## Description of the task:
Pull out everything in the material below, from the line containing "102L461 96L421 93L402" down to the line containing "positive clicks: (431, 116)", and copy those lines exactly.
=-=-=
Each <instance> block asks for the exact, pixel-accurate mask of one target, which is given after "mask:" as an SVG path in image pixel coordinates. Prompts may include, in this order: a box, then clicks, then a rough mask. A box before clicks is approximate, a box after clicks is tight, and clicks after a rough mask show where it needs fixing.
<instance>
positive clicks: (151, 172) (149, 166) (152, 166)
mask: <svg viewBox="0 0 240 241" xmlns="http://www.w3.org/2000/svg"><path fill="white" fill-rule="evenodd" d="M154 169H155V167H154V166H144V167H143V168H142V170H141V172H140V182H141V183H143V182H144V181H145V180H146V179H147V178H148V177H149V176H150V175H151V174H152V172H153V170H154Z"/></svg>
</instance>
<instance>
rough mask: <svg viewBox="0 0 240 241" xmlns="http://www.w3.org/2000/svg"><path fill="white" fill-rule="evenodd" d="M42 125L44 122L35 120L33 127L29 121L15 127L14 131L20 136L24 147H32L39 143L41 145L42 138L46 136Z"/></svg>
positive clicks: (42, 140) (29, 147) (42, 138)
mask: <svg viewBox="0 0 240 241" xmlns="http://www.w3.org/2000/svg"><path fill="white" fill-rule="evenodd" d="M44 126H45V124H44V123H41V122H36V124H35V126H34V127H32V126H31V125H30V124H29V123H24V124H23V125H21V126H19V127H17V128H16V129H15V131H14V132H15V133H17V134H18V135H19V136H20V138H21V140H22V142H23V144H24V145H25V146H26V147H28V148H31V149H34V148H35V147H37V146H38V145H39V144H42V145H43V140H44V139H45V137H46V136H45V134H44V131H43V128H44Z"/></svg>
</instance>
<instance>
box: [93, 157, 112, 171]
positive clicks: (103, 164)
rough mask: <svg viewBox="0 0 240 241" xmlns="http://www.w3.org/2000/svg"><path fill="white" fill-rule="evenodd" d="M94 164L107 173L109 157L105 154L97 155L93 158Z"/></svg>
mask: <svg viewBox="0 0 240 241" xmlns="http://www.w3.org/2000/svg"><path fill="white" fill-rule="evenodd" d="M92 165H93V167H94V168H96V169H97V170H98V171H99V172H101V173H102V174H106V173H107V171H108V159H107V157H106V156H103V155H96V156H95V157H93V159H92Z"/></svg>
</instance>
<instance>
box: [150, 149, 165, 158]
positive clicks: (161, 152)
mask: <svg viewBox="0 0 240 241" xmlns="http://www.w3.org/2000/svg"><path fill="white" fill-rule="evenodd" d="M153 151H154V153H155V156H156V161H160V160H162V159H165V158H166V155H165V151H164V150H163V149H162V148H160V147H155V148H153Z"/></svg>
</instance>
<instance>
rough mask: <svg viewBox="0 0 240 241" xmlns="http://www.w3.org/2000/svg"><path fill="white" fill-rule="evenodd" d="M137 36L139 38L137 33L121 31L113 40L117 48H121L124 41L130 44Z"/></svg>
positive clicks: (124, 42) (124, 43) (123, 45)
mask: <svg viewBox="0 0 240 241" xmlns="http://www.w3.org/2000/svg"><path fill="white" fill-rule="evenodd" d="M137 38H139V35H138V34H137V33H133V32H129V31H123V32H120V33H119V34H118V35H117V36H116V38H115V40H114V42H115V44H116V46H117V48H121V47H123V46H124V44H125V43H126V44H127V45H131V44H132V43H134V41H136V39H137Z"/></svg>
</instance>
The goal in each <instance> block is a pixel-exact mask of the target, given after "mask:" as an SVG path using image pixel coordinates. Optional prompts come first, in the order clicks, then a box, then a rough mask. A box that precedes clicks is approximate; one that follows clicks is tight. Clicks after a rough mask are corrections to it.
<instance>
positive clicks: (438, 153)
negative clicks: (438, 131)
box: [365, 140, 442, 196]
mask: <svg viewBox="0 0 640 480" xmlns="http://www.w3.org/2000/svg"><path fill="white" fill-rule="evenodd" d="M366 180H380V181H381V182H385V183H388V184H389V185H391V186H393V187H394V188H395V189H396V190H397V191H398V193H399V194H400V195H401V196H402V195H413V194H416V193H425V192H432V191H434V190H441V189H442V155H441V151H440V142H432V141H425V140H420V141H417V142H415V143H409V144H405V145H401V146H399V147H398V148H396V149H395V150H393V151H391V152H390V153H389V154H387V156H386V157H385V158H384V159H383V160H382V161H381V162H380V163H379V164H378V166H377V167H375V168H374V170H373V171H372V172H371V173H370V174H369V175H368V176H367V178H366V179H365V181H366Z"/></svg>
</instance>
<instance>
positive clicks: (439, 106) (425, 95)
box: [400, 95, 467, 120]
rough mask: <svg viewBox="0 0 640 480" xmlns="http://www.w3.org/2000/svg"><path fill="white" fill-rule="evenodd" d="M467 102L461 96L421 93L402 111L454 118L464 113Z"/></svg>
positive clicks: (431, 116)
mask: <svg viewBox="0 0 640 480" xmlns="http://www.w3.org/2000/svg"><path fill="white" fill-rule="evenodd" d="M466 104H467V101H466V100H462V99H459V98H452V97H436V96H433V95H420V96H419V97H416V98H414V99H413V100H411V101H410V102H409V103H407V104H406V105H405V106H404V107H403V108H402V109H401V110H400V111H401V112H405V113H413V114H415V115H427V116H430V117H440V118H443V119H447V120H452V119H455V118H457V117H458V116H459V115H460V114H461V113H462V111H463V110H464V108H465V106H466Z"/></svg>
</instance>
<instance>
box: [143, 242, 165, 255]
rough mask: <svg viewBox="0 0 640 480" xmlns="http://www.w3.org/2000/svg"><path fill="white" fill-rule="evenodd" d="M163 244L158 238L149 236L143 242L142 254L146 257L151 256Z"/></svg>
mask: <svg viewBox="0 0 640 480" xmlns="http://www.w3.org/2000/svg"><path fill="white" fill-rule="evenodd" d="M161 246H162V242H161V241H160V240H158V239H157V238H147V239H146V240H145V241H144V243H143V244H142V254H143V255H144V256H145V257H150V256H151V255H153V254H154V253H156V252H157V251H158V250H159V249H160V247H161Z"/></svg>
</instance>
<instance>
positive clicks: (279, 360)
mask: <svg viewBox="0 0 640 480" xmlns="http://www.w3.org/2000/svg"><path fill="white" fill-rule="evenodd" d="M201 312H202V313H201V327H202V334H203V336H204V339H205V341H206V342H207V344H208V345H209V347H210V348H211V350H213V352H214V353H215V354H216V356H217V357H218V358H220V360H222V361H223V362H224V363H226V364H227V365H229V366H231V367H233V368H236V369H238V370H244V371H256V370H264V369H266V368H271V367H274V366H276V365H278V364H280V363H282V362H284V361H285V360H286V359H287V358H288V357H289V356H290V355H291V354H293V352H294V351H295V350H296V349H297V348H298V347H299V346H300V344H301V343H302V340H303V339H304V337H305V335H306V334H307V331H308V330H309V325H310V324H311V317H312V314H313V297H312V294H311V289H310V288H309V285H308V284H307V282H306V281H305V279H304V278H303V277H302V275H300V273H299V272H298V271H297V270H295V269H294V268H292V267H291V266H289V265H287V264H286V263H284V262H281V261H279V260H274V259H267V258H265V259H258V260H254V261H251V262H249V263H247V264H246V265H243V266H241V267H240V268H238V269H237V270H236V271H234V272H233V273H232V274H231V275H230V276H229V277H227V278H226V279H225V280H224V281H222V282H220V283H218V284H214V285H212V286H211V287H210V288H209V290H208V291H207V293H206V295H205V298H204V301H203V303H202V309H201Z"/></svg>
=-=-=
## Answer to this task:
rough mask: <svg viewBox="0 0 640 480" xmlns="http://www.w3.org/2000/svg"><path fill="white" fill-rule="evenodd" d="M467 102L461 96L421 93L402 111L454 118L464 113Z"/></svg>
positive clicks: (431, 116)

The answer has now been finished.